» **TEXT**:
Childs notes that human patterns often follow animal patterns, or at least mammalian patterns.  For example, when over population occurs, behavior changes.  Parental care and cooperation become replaced with aggression, violence, competition for resources, dominant behaviors.  These types of behaviors are particularly detrimental to females and the young without whom the society (or animal population) cannot replace itself.  Generally, in animal populations, when this occurs, reproduction slows for several generations and the imbalance corrects itself.  For humans, it is not so simple.  Hohokam bones indicate mass starvation and malnutrition.  Other civilizations, e.g. the Anasazi, seem to have disappeared without a trace.

Today, most of the world’s largest cities have immense infrastructures that keep them going, miles of underground sewage tunnels, water mains, etc.  Here in the US in our oldest cities, much of what we take for granted is very old and deteriorating.  New York City and Chicago have water main systems that some experts claim are near collapse or at the very best badly in need of repair.  Doubtless such conditions exist in old cities throughout the world, most of which are much older and larger than the majority of cities in the US.  Yet, they continue to prosper.  Have we passed a point when civilization cannot fall?

Childs completes this discussion by describing his visit with his wife to Guatemala.  They visited all the best known Mayan sites, visited with natives.  His wife managed to get invited to a Mayan fire ceremony, a renewal ceremony.  History books tell us the Mayan civilization is dead, ended.  But it is not.  The Mayan culture still exists.   At least six million still live in the Central America.  What would have happened to Mayan cities if the Europeans had not brought epidemic diseases and better fire power?  We will never know, of course, but no matter how many civilizations rise and fall, change continues and humans continue to inhabit the earth.

The new question is this:  can this planet we live on sustain the ever increasing numbers of humans who inhabit it??

Apocalyptic Planet-Part Four: Seas Rise


As I write this title, it seems a bit counter intuitive that one of the first things I saw this morning was a newspaper discussing many small cities around the Texas Panhandle which are running out of water.  And on the TV news as I write this, the city of Amarillo announces measures being taken to curtail water use, followed by a detailed discussion, explaining how one of these smaller towns plans to address the lack of water.  Drought expands while ice melts and seas rise.

Childs explains sea behavior by comparing it to pouring water back and forth among a bunch of pans.  Ocean behavior varies from place to place.  Louisiana has been losing seacoast at the rate of twelve meters per year and large parts of the Nigerian coastline has lost as much as thirty meters per year, one of the fastest losses on earth–erosion.  The moon causes tides twice a day changing sea levels on the average of two meters each time.  Historically most sea level changes are long term changes.  A major cause of sea level change is temperature.  Half the current sea level rise can be attributed to thermal expansion.  Water warms and spreads out.  Not only does heat expand near the sea surface, but now also expands into depths not previously affected.  Findings by two oceanographers, Purkey and Johnson, indicate an increase in ocean heat 16 per cent greater than previously thought.  Oceans are the largest reservoirs of heat on earth.  Once heated, their size makes them slow to cool.

Collected data:
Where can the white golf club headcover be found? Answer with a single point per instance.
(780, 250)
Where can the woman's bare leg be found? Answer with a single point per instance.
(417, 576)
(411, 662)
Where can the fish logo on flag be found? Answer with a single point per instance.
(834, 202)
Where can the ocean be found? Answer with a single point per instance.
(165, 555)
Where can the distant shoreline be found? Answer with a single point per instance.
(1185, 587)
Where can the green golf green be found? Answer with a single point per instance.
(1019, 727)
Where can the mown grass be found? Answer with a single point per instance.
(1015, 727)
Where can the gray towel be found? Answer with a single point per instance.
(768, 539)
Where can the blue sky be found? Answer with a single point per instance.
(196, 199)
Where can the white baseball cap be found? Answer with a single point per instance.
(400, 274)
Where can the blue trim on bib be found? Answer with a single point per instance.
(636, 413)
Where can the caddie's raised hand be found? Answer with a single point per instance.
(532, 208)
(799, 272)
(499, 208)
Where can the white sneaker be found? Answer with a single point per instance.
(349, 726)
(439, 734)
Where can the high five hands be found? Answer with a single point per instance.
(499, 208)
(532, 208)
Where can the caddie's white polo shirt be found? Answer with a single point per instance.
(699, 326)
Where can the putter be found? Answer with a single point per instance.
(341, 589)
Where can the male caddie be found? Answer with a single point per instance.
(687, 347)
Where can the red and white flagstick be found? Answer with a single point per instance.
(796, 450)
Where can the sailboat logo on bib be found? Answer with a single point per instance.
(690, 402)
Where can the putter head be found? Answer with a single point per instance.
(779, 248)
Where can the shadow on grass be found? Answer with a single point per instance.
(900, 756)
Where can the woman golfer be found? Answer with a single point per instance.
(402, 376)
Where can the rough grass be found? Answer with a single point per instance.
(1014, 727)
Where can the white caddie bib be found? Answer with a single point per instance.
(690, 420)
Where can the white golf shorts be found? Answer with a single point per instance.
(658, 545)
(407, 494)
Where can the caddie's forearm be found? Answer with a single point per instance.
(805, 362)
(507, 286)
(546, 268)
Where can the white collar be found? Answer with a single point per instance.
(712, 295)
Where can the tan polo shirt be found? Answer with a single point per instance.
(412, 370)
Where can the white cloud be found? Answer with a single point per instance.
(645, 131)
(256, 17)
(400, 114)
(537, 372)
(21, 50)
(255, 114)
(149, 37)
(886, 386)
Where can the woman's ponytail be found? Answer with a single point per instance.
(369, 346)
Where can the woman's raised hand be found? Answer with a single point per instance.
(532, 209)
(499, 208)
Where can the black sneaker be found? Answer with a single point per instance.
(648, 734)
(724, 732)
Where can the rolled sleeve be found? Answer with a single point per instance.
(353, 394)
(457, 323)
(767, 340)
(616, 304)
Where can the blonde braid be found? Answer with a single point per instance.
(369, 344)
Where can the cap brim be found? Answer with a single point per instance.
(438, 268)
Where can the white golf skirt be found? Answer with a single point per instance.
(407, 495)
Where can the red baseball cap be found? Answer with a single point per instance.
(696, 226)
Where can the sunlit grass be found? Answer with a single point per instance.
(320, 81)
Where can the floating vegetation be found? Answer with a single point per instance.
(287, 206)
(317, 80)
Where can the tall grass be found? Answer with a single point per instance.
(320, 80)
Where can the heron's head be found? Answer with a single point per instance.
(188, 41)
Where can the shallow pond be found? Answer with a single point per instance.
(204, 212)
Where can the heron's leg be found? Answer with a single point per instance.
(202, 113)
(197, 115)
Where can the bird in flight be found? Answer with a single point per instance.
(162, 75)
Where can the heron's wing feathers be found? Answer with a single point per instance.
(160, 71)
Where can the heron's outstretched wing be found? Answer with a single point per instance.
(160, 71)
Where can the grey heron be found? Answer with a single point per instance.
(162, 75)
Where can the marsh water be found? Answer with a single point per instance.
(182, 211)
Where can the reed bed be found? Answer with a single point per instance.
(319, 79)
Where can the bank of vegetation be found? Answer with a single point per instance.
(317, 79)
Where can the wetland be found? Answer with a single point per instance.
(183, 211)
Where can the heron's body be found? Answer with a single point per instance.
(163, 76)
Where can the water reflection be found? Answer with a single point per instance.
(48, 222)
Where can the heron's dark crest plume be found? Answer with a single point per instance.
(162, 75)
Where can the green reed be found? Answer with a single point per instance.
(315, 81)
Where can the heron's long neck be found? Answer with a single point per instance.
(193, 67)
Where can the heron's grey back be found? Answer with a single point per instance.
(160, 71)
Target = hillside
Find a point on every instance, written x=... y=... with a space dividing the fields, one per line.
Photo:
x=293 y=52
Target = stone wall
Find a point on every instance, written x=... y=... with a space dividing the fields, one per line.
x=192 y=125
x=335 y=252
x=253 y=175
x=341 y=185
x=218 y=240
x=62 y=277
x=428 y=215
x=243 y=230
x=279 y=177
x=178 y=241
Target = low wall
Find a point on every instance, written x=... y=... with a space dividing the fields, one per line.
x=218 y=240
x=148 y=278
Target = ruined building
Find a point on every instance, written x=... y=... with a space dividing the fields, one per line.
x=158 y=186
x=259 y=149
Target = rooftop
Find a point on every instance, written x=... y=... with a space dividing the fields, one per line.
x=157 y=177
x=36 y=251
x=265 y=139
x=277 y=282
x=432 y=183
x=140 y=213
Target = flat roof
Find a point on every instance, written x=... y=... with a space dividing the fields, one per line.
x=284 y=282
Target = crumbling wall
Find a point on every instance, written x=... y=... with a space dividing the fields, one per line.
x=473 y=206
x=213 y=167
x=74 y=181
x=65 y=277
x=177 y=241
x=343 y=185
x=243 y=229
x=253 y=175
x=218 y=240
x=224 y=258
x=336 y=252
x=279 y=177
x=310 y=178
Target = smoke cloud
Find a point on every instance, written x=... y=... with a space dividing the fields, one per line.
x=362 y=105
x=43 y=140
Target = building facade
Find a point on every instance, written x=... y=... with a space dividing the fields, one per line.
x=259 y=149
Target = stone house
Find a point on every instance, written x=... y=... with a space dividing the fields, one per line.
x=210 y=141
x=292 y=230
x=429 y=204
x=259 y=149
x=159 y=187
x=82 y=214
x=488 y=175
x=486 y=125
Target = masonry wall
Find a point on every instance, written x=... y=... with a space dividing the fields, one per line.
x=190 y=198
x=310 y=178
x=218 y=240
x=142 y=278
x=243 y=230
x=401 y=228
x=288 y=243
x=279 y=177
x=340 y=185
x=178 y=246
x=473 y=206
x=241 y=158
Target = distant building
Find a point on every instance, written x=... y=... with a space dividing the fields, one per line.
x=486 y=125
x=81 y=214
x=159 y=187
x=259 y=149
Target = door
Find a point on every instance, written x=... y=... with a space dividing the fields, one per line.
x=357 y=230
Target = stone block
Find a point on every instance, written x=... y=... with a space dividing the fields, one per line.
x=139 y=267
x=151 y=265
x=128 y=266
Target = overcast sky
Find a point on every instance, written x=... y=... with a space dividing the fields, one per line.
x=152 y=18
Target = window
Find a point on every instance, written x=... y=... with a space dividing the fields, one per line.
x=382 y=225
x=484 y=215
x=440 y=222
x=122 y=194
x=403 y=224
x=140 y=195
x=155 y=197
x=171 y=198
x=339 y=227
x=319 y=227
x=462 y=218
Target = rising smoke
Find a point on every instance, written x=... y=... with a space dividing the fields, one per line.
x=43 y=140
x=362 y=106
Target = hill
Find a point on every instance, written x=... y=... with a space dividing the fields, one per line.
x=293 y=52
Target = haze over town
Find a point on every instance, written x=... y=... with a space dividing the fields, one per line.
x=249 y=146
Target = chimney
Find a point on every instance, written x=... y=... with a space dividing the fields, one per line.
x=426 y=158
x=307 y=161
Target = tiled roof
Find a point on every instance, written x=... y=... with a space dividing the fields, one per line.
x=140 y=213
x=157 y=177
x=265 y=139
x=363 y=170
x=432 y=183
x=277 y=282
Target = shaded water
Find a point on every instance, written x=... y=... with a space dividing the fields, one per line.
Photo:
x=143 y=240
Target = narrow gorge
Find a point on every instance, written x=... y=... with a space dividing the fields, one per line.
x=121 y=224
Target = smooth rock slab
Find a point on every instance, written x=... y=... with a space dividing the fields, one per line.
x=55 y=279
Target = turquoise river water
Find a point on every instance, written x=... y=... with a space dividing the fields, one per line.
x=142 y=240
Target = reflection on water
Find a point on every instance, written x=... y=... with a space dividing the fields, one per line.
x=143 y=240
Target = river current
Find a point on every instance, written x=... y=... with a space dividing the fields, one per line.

» **PROBLEMS AND TASKS**:
a: In the piece on Childs's Apocalyptic Planet, why are the behaviors that follow overpopulation especially harmful to females and the young?
b: Write the next part of the piece on Childs's Apocalyptic Planet, picking up after its last sentence.

» **SET OF ANSWERS**:
a: When overpopulation occurs, parental care and cooperation give way to aggression, violence, competition for resources and dominant behaviors. These behaviors are especially damaging to females and the young because a society or animal population cannot replace itself without them.

b:
Purkey also notes that even in the depths of the seas, waves transfer heat.  However, because of the size of the Pacific, an event that occurred forty years ago in the southern Pacific will not reach the northern Pacific for approximately those forty years.  Thus, the warming and subsequent ice melt we see in the north Pacific started in the south Pacific forty years ago.  Another scientist, Carl Wunsch, notes that earth changes remarkably without human intervention.  Nevertheless, he recommends humans do something to reduce carbon dioxide emissions as a precautionary measure in addition to discouraging people from settling in low lying areas.  Unfortunately, rising seas do not bode well for much of the earth’s population who live in exactly these low lying areas:  all of Bangladesh, Venice, Shanghai, New Orleans, Bangkok, the Marshall Islands, and many US coastal cities to name just a few places.

St. Lawrence Island north of the Aleutians provides a perfect example of what is happening.  Sea ice breaks up too early, fish species they used to see are gone replaced by new ones they never saw before, and the population of seals and sea lions has altered.  Cancer rates in the villages there have risen dramatically caused in part by the toxic poisons concentrated in the meat of the seals, whales, and salmon they harvest from our polluted oceans.  In 2008, they brought a lawsuit against Exxon, Chevron, and Mobil, claiming that these companies are the world’s major contributors to global warming.  They want these companies to pay for moving their villages to higher ground.  Sea rise necessitates the move.  They lost in District Court, but the case is under appeal.  The court cited that the chain of events causing their predicament is too long to lay blame in one place.  Childs notes that we really need such places to endure, places where people know how to lead minimalist lives, places where people know how to survive.

Apocalyptic Planet–Part Three: Ice Collapses


It may be difficult for some to believe, but over the last three million years ice dominated earth’s climate. We remain in that long ice age; widespread glaciers still exist.  For most of earth’s long, long existence no ice existed anywhere.  Currently, we are in an interglacial period in which ice has retreated back to the poles and the highest mountain reaches.  Earth as we know it has been shaped primarily by ice and to a lesser extent by volcanoes.  Once ice lay hundreds of feet deep as far south as Chicago and London.  What caused this see saw between Ice Ages and warm, wet periods where the ice retreated or disappeared entirely?  The changing tilt of the earth’s axis. Currently, the earth’s tilt is 23.5 degrees or so.  This tilt causes the seasons in non tropical areas.  Earth’s tilt changes a degree or so over time, causing the alternating periods between extreme ice coverage and warm periods.  At times the change has been so great that no ice remained even on the poles.  Usually, these changes are very slow, over thousands of years.  No longer.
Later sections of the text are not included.